Reproduce the lines below without any change, starting at the line with "One marker for each instance of the natural" and continuing up to and including the final line. Leave the pictures out of your answer.
╔══
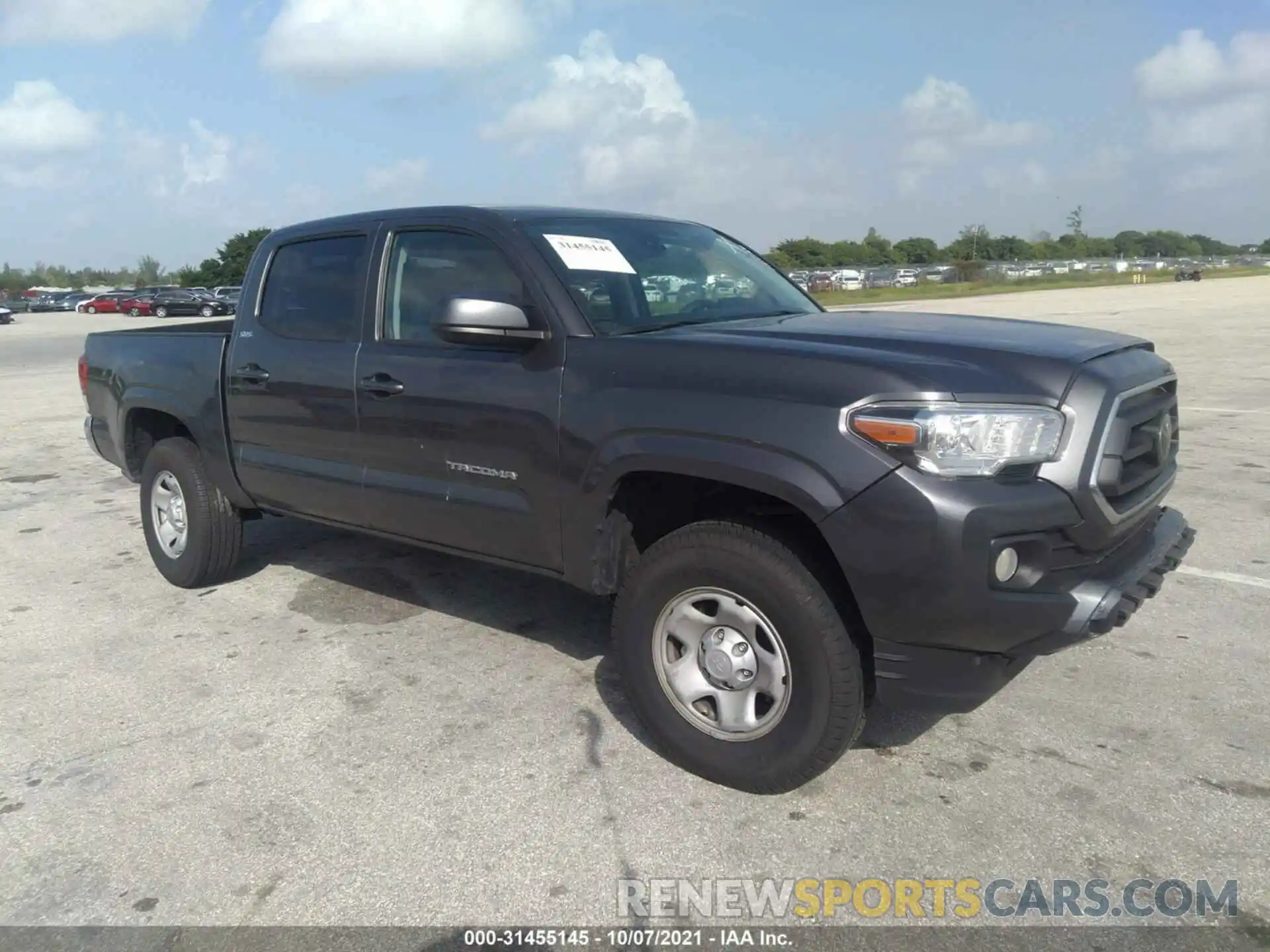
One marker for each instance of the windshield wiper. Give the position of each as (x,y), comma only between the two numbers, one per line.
(668,325)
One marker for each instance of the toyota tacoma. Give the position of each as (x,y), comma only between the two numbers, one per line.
(796,513)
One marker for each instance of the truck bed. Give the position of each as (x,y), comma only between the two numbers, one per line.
(177,370)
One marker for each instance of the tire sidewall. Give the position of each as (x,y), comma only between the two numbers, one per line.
(183,465)
(775,589)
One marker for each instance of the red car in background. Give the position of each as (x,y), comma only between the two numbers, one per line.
(102,303)
(136,306)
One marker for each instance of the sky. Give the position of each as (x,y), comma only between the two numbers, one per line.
(161,127)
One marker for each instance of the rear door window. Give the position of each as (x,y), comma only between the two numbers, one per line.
(314,290)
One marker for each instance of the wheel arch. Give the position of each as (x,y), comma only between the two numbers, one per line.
(148,415)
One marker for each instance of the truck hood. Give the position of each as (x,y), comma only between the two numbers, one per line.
(966,356)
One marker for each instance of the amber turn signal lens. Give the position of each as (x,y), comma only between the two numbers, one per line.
(893,433)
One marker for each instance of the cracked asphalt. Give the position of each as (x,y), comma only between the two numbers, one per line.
(360,733)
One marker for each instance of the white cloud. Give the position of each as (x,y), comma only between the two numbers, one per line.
(633,140)
(404,173)
(944,124)
(1021,179)
(341,40)
(629,122)
(95,20)
(601,92)
(207,160)
(1197,67)
(1209,104)
(40,120)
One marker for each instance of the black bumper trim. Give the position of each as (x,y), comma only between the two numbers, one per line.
(939,678)
(956,682)
(1108,603)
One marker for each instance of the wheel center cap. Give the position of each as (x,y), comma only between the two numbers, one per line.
(719,664)
(727,659)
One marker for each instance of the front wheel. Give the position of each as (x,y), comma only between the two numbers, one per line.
(737,660)
(193,532)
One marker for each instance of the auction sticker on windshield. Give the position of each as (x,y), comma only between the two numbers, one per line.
(583,254)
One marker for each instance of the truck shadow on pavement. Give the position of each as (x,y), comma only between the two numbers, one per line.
(362,579)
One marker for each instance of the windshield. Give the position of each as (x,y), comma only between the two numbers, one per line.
(635,274)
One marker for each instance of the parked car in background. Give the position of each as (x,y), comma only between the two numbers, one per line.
(71,301)
(103,303)
(136,305)
(48,300)
(187,303)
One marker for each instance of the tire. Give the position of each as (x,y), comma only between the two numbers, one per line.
(214,539)
(826,684)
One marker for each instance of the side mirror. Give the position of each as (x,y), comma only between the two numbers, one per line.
(466,320)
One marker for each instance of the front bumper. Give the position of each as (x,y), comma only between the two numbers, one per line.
(919,551)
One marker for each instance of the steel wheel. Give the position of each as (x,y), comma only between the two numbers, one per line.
(169,516)
(722,663)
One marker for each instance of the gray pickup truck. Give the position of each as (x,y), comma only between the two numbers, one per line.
(798,514)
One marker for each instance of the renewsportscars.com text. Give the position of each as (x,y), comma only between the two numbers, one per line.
(926,898)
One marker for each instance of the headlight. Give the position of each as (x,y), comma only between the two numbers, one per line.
(960,440)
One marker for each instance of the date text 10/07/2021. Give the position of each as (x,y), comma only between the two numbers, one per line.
(629,938)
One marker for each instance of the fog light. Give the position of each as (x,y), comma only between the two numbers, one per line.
(1007,564)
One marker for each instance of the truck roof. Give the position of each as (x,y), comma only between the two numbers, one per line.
(519,214)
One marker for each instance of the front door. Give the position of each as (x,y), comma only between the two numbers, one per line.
(291,400)
(460,442)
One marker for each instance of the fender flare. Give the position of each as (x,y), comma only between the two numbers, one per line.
(205,424)
(596,545)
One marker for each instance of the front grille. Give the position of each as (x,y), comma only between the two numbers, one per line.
(1140,447)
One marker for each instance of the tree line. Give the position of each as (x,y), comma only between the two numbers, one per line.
(973,244)
(228,268)
(977,244)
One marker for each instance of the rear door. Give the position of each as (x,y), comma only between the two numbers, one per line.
(461,442)
(292,407)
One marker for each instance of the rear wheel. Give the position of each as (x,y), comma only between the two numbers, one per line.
(193,532)
(736,659)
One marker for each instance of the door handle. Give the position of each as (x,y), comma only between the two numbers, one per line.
(381,385)
(252,374)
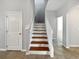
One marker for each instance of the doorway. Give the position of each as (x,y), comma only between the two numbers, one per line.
(40,11)
(60,30)
(14,30)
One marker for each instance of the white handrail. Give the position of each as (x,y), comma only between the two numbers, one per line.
(50,37)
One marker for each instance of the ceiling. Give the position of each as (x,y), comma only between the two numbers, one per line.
(55,4)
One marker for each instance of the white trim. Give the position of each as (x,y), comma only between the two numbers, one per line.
(67,47)
(39,40)
(39,52)
(23,50)
(74,45)
(3,49)
(39,45)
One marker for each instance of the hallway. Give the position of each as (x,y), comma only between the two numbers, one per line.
(60,53)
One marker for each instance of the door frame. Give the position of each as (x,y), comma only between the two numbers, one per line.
(6,47)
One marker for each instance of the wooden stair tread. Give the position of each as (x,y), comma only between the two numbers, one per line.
(40,33)
(39,30)
(39,48)
(42,37)
(39,42)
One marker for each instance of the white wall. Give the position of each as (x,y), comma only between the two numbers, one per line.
(51,17)
(27,14)
(66,7)
(67,37)
(72,18)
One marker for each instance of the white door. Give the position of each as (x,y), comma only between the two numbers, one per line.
(14,30)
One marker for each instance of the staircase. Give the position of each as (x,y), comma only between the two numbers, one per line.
(39,41)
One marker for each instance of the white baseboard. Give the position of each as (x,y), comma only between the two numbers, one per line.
(39,52)
(23,50)
(74,45)
(3,49)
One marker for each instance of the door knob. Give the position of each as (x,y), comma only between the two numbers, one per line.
(19,33)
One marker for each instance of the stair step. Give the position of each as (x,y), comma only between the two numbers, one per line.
(39,48)
(36,35)
(39,30)
(39,37)
(39,33)
(39,27)
(39,42)
(39,52)
(39,45)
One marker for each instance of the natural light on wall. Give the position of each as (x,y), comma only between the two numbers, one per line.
(59,29)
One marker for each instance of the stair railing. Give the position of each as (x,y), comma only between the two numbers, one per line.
(30,31)
(50,38)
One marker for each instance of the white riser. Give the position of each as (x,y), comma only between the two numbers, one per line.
(39,52)
(39,45)
(39,39)
(39,31)
(39,35)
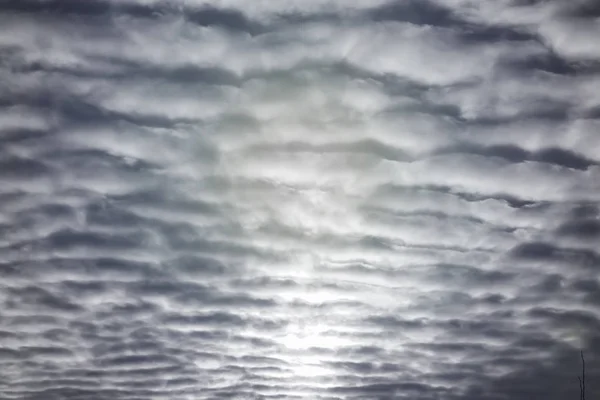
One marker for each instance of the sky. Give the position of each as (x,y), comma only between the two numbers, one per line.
(299,199)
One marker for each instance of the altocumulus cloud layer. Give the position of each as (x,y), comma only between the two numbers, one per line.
(343,199)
╚══
Reply to the task:
One marker for each instance of the natural light on wall. Give the position of each as (x,y), comma only between the two numbers, one per line.
(59,29)
One marker for each instance of the stair railing. Give the position of each as (x,y), comma only between the two numbers, one per line.
(30,31)
(50,38)
One marker for each instance of the white riser. Give the position of each as (x,y), comma only between the two numbers, one per line.
(39,52)
(39,45)
(39,39)
(39,31)
(39,35)
One marker for each instance of the sky. Give the position of each as (x,y), comma only between the two numbers, one per line.
(299,199)
One marker for each instance of the altocumulus cloud layer. Give the position of each as (x,y), comma only between the two numbers, one per line.
(343,199)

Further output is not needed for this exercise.